Records excerpted from a collection
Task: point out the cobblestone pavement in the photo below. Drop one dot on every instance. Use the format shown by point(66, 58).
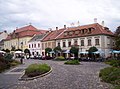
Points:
point(83, 76)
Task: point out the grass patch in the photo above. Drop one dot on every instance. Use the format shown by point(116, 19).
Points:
point(72, 62)
point(113, 62)
point(117, 87)
point(36, 69)
point(110, 75)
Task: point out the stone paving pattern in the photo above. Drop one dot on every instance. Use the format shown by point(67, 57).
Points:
point(83, 76)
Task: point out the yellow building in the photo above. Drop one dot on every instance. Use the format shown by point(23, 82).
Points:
point(19, 38)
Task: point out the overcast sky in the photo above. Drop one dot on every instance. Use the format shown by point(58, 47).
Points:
point(46, 14)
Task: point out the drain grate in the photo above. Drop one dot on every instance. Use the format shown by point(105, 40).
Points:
point(18, 70)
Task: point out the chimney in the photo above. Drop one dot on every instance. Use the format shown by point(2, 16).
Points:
point(56, 28)
point(65, 26)
point(103, 23)
point(95, 20)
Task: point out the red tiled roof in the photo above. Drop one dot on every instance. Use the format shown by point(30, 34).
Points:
point(24, 32)
point(97, 30)
point(29, 27)
point(53, 34)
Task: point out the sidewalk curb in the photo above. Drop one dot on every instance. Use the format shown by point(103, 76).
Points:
point(32, 78)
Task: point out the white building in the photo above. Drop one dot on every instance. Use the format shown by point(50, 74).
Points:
point(34, 45)
point(87, 36)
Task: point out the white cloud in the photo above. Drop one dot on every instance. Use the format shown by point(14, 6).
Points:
point(52, 13)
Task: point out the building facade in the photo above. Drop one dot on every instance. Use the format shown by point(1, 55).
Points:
point(50, 39)
point(3, 35)
point(19, 38)
point(35, 45)
point(87, 36)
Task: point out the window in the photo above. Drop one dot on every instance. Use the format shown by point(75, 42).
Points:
point(37, 53)
point(29, 45)
point(89, 30)
point(82, 42)
point(97, 42)
point(64, 45)
point(89, 42)
point(38, 45)
point(69, 44)
point(32, 53)
point(70, 33)
point(34, 45)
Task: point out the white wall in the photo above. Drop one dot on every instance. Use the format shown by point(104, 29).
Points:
point(103, 43)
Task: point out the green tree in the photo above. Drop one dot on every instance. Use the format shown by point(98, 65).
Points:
point(47, 50)
point(75, 51)
point(117, 38)
point(57, 50)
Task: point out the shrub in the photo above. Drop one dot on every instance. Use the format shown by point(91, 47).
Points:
point(72, 62)
point(60, 58)
point(36, 69)
point(110, 75)
point(117, 87)
point(113, 62)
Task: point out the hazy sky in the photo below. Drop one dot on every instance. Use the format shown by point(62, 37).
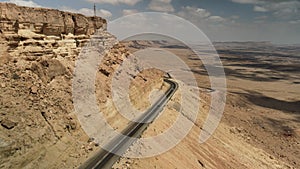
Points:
point(277, 21)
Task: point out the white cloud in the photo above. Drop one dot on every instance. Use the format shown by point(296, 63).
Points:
point(24, 3)
point(193, 13)
point(115, 2)
point(246, 1)
point(129, 11)
point(216, 19)
point(161, 5)
point(264, 17)
point(289, 9)
point(89, 12)
point(295, 22)
point(260, 9)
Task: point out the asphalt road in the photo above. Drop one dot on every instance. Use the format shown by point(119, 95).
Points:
point(104, 159)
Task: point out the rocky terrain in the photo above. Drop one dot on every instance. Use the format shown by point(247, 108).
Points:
point(260, 126)
point(38, 49)
point(39, 127)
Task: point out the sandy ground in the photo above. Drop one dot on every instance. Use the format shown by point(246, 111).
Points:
point(260, 127)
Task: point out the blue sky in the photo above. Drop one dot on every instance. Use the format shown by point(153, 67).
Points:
point(277, 21)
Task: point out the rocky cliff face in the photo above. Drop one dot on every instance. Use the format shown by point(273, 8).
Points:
point(39, 31)
point(38, 49)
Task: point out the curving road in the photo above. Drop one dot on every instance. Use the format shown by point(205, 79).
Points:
point(105, 159)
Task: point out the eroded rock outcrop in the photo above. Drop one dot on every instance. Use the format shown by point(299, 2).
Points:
point(38, 49)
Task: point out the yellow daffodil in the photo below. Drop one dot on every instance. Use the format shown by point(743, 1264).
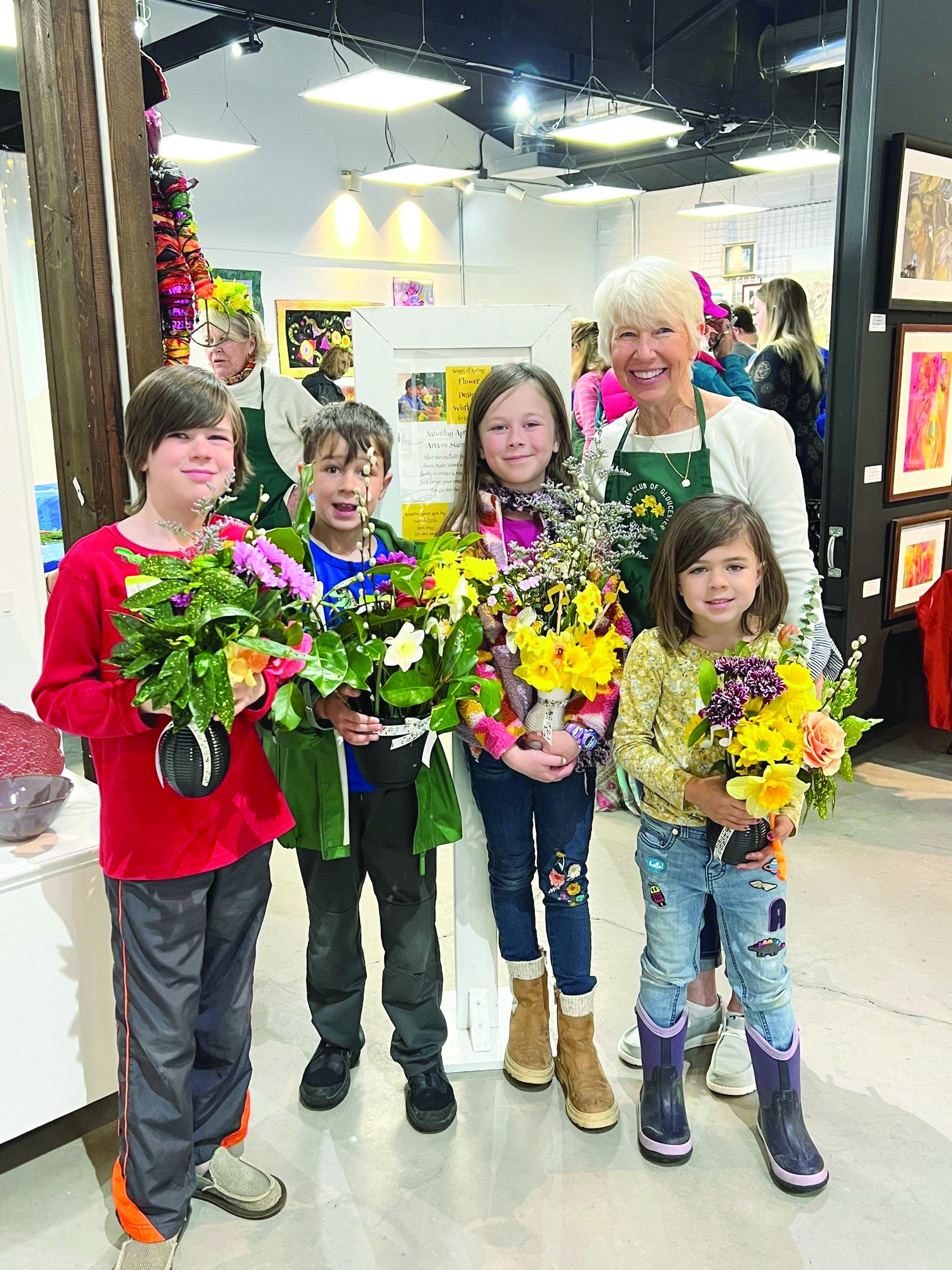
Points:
point(404, 648)
point(768, 792)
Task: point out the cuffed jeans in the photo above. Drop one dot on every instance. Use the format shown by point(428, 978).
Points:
point(678, 874)
point(513, 806)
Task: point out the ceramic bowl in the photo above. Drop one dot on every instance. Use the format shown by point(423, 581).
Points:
point(30, 804)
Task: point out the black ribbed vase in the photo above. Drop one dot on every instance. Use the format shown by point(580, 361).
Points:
point(732, 846)
point(195, 764)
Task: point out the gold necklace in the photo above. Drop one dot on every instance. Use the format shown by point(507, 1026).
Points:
point(683, 475)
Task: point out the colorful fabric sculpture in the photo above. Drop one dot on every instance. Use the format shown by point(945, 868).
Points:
point(184, 277)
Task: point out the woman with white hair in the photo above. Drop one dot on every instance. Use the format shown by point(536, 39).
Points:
point(678, 443)
point(276, 407)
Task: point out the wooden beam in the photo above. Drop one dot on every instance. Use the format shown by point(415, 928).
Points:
point(67, 195)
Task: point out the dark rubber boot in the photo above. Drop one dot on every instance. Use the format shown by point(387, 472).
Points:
point(796, 1165)
point(664, 1135)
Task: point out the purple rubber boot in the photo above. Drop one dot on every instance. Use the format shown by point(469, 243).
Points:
point(664, 1135)
point(796, 1165)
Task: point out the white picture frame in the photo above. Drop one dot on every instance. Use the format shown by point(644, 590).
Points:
point(408, 341)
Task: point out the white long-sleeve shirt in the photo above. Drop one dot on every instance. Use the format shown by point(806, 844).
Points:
point(753, 457)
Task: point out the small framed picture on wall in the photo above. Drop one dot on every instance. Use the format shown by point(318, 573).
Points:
point(921, 452)
point(919, 551)
point(739, 260)
point(917, 255)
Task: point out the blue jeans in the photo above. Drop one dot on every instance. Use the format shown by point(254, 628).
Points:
point(562, 815)
point(678, 874)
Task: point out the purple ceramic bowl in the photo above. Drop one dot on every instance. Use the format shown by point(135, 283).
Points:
point(30, 804)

**SHORT EXERCISE**
Print the records above word for word, leaving out the pictures.

**WORKED SOLUTION**
Task: point out the cobblestone pavement in the photo below. Drop one dot on every instance. Use the format shown by point(66, 58).
Points:
point(83, 76)
Task: point out the grass patch in the photo above. Drop one dot on every instance. Use the format shown by point(116, 19).
Points:
point(72, 62)
point(113, 62)
point(117, 87)
point(36, 69)
point(110, 75)
Task: point out the stone paving pattern in the photo above. Drop one dot on every instance. Use the format shown by point(67, 57).
Points:
point(83, 76)
Task: point out the yellow building in the photo above. Drop one dot on every instance. Use the format shown by point(23, 82).
Points:
point(19, 38)
Task: point out the overcast sky in the photo above. Drop one dot on every instance. Use the format shown by point(58, 47).
Points:
point(46, 14)
Task: point out the drain grate in the photo above. Drop one dot on every instance. Use the format shown by point(105, 40).
Points:
point(18, 70)
Task: point out the chimney in the photo above. Drop one dot on every instance. Use the format shown by point(2, 16).
Points:
point(56, 28)
point(65, 26)
point(103, 23)
point(95, 20)
Task: point out the red tiled roof in the photo above. Drop one dot on every instance. Use the format shown by point(30, 34).
Points:
point(24, 32)
point(97, 30)
point(29, 27)
point(53, 34)
Task: point out the sidewalk curb in the photo above. Drop one dot on every instance. Use the format shown by point(103, 76).
Points:
point(32, 78)
Task: point out the white building in the photo above. Drop one dot on every instance. Use the format shown by point(50, 74).
Points:
point(34, 45)
point(87, 36)
Task: point out the white cloud in the photo above. Drop one dot on every instance. Use the format shown by point(14, 6).
Points:
point(52, 13)
Task: point out the building facade in the photo above. Drop one dot on every instance. Use the format shown by point(1, 55).
Points:
point(50, 39)
point(3, 35)
point(19, 38)
point(35, 45)
point(87, 36)
Task: point out the window in the photo above. Drop one dot on every instance. Use the format shown by point(75, 42).
Points:
point(37, 53)
point(29, 45)
point(89, 30)
point(82, 42)
point(97, 42)
point(64, 45)
point(89, 42)
point(38, 45)
point(69, 44)
point(32, 53)
point(70, 33)
point(34, 45)
Task: point out the white wall in the photo above. Drop one dot on every instance. Use the format shown by point(104, 29).
Points:
point(103, 43)
Task: point out the green tree in the photo above. Drop one dot on every instance. Use the format shown by point(98, 65).
Points:
point(47, 50)
point(75, 51)
point(117, 38)
point(57, 50)
Task: point out the shrub in the photo above. Drop one dot on every instance. Use the format shown by point(91, 47).
Points:
point(72, 62)
point(60, 58)
point(36, 69)
point(110, 75)
point(117, 87)
point(113, 62)
Task: point out the hazy sky in the photo below. Drop one dot on every instance. Use the format shown by point(62, 37).
Points:
point(277, 21)
Task: point out the white cloud in the photo above. Drop one dot on every instance. Use the format shown by point(296, 63).
Points:
point(24, 3)
point(193, 13)
point(115, 2)
point(246, 1)
point(129, 11)
point(216, 19)
point(161, 5)
point(264, 17)
point(289, 9)
point(89, 12)
point(295, 22)
point(260, 9)
Task: point out the asphalt road in the photo above. Drop one dot on every instance. Use the format shown by point(119, 95).
Points:
point(104, 159)
Task: point out the rocky terrain in the photo above. Drop one dot on every instance. Use the format shown by point(247, 108).
Points:
point(260, 126)
point(38, 49)
point(39, 127)
Task: point out the sandy ground in the photo above. Drop one dot on every instance. Use the format shown by point(246, 111).
Points:
point(260, 127)
Task: point out the blue sky in the photo above. Drop one dot on every instance. Use the format shown by point(153, 67).
Points:
point(277, 21)
Task: point out the rocky cliff face in the photo above. Drop one dot on every instance. Use the format shown by point(273, 8).
Points:
point(39, 31)
point(38, 49)
Task: point out the curving road in the photo above. Drop one dot on every instance. Use the format shown by point(205, 79).
Points:
point(105, 159)
Task: point out the eroded rock outcrop in the photo above. Drop one dot on every instance. Use the format shown by point(299, 2).
Points:
point(38, 49)
Task: point out the yellow daffodil in the photo below. Drop one dot on every instance. Use the format shown by point(743, 1264).
Points:
point(404, 648)
point(768, 792)
Task: point out the cuffed jeans in the photo above. Drop one dot on every instance. Use the format shown by point(428, 978).
Points:
point(678, 874)
point(513, 806)
Task: point out the ceramic bowl in the photo above. Drop one dot on every instance. Use the format shown by point(423, 581).
Points:
point(30, 804)
Task: point out the black ribbed vase in the photo above. Drop one dot on every instance. Use the format shown by point(580, 361).
Points:
point(732, 846)
point(195, 764)
Task: point out the gold necklace in the photo above. Drop one dot on every instance. Use the format shown by point(507, 1026).
Points:
point(683, 475)
Task: point out the colorful fabric sculpture in the photo above. Drop one dot on every instance. Use the format shown by point(945, 868).
Points:
point(184, 277)
Task: point out the woman with white hair in the photo above. Drop one dot on every instance. Use the format shown by point(536, 39).
Points:
point(678, 443)
point(276, 407)
Task: point out the wooden beam in the photo above. Drop one dot on every instance. Use the format shown by point(415, 928).
Points:
point(67, 195)
Task: point out the dark rubber boot in the photo above. Drop one dot on every instance. Use the format shown by point(387, 472).
Points:
point(796, 1165)
point(664, 1135)
Task: point out the purple rubber boot in the photo above. Drop one dot on every instance. Use the format shown by point(469, 243).
Points:
point(664, 1135)
point(796, 1165)
Task: point out the white picture frame in the photo above. Drop one dot on every instance. Use the format shown by point(644, 590).
Points:
point(408, 341)
Task: point out the white long-sleeve shirt in the photo above. Drop one dot on every instance. Use the format shown by point(806, 844).
Points:
point(753, 457)
Task: point out the small framed picture on wall in the photo above. Drop one dot on every instance. Use the format shown by point(318, 573).
Points:
point(921, 452)
point(919, 551)
point(739, 260)
point(917, 255)
Task: point out the blue jeans in the photo above. Drop one dot on every instance. Use the format shown by point(254, 628).
Points:
point(562, 815)
point(678, 874)
Task: point out the purple ceramic bowl in the photo above. Drop one dot on every instance. Use the format shown by point(135, 283).
Points:
point(30, 804)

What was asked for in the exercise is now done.